Exercise task:
Return only the lines starting at the line that contains "Where can the dry" and ending with the final line of the listing; include both endpoints.

The records:
==*==
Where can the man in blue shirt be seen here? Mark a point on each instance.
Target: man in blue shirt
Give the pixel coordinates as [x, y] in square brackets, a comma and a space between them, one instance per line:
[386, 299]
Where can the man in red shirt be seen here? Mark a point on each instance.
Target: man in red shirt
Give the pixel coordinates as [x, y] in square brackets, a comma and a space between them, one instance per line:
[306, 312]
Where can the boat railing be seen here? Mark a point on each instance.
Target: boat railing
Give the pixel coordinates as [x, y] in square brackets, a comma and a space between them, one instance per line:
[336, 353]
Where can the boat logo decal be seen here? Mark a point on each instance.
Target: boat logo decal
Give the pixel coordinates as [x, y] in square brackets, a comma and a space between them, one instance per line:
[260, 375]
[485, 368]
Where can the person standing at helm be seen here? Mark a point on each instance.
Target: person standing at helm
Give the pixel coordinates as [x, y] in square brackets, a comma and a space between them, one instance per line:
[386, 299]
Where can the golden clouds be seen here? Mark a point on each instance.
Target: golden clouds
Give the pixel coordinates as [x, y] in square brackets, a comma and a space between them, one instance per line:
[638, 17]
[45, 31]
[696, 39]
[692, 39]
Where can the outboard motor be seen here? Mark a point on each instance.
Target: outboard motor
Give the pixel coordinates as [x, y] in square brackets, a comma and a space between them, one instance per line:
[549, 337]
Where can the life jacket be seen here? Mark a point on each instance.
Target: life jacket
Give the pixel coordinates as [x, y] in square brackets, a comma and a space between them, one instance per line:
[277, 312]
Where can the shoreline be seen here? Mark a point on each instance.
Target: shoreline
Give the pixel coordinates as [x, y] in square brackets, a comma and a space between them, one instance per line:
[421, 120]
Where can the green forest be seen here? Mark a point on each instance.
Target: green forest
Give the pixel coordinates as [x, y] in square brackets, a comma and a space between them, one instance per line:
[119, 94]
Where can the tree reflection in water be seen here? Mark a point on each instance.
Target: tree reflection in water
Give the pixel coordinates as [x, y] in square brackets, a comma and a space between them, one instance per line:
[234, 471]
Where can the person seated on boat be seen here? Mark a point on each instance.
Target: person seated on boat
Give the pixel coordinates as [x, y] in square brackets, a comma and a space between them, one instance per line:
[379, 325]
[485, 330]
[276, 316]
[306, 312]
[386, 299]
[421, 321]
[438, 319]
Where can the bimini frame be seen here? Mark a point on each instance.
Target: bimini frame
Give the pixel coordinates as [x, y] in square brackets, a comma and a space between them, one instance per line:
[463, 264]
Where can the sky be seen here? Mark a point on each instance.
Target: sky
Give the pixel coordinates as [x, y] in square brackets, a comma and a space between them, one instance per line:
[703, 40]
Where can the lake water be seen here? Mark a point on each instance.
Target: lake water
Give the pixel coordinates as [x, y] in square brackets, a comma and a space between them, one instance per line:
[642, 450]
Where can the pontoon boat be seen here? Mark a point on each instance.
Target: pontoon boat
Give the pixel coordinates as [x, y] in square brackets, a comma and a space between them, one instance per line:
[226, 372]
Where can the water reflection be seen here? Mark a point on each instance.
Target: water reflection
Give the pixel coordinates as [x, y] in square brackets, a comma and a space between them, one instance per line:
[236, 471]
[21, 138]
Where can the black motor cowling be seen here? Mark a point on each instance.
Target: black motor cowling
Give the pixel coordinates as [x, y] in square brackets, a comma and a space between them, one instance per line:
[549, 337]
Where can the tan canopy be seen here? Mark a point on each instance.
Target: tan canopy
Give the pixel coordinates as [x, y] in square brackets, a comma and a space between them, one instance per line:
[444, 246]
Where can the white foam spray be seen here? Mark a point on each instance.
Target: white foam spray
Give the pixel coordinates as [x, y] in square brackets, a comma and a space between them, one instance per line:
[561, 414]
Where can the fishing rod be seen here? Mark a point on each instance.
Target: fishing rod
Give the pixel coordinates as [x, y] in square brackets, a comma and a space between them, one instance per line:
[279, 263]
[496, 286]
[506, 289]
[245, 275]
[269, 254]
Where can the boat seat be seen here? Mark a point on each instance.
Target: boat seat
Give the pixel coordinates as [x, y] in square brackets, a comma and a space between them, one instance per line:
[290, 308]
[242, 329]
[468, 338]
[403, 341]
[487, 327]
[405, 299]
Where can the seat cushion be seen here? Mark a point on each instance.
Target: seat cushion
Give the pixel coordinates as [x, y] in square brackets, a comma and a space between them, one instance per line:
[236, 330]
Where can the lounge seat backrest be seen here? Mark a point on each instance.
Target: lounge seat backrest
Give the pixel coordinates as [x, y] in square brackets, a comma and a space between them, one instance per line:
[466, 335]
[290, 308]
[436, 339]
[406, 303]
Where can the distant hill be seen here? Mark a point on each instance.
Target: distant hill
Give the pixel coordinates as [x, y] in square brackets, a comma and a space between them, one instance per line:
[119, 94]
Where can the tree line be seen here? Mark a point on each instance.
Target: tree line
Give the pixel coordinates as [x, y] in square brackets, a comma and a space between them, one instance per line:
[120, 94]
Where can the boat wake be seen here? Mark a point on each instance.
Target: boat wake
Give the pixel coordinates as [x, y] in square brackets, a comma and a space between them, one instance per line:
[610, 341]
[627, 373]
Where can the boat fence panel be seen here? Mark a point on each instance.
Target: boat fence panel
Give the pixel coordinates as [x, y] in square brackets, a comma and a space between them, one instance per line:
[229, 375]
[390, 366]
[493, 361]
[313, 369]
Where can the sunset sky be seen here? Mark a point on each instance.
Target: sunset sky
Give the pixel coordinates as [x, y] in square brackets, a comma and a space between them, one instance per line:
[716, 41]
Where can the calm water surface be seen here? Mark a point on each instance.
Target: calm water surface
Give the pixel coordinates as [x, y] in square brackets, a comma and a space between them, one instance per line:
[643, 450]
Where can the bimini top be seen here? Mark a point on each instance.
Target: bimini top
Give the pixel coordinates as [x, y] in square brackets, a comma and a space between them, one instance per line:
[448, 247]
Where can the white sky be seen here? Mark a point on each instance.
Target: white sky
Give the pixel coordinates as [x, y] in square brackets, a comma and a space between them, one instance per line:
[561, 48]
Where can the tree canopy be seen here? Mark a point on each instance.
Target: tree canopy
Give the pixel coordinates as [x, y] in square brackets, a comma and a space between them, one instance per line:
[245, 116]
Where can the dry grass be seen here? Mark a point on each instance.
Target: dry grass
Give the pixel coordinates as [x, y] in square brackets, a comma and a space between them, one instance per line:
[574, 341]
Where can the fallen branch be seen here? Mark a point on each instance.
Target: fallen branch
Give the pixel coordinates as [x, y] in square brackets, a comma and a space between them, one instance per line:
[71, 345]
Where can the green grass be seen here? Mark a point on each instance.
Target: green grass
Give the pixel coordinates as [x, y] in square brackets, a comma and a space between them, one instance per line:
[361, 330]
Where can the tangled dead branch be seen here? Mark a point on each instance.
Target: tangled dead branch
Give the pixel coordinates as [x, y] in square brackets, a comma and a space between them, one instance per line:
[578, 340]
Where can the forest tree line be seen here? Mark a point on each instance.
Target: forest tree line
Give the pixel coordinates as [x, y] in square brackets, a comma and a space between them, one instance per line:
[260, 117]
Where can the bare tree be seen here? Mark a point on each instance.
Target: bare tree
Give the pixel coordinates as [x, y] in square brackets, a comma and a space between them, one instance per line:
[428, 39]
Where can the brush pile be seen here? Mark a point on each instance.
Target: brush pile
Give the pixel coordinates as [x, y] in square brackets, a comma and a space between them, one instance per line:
==*==
Exercise solution:
Where can the dry grass be seen here? Mark a point on each instance.
Target: dry grass
Give the pixel coordinates as [x, y] in square brackets, a comma and a space between them, one instance per line:
[574, 341]
Where can the fallen branch be seen here? Mark a point on each instance.
Target: fallen branch
Give the pixel coordinates as [x, y] in square brackets, a comma and a space between them, one instance per line:
[71, 345]
Where can the green grass be seen here? Mark a point on each instance.
Target: green grass
Give the pixel coordinates as [x, y] in square brackets, a comma and a space between them, one instance per line:
[361, 330]
Where can the tangled dead branch be seen here? Mark a point on each instance.
Target: tangled dead branch
Give the pixel coordinates as [x, y] in square brackets, a comma and a space between them, one instance per line:
[578, 340]
Where can the forest tree line be seen here? Mark a point on each instance.
Target: forest tree line
Give the pixel coordinates as [x, y] in square brackets, a comma and a space between them, one instance per line:
[260, 117]
Where can the bare tree be seen here? Mark a point on each instance.
Target: bare tree
Give the pixel coordinates as [x, y] in square brackets, a comma and a space between them, one instance per line:
[428, 39]
Where can the brush pile be seen here? Mark a point on each instance.
Target: brush pile
Give the pixel coordinates as [x, y] in square brackets, a comma and a space between them, one instance per line:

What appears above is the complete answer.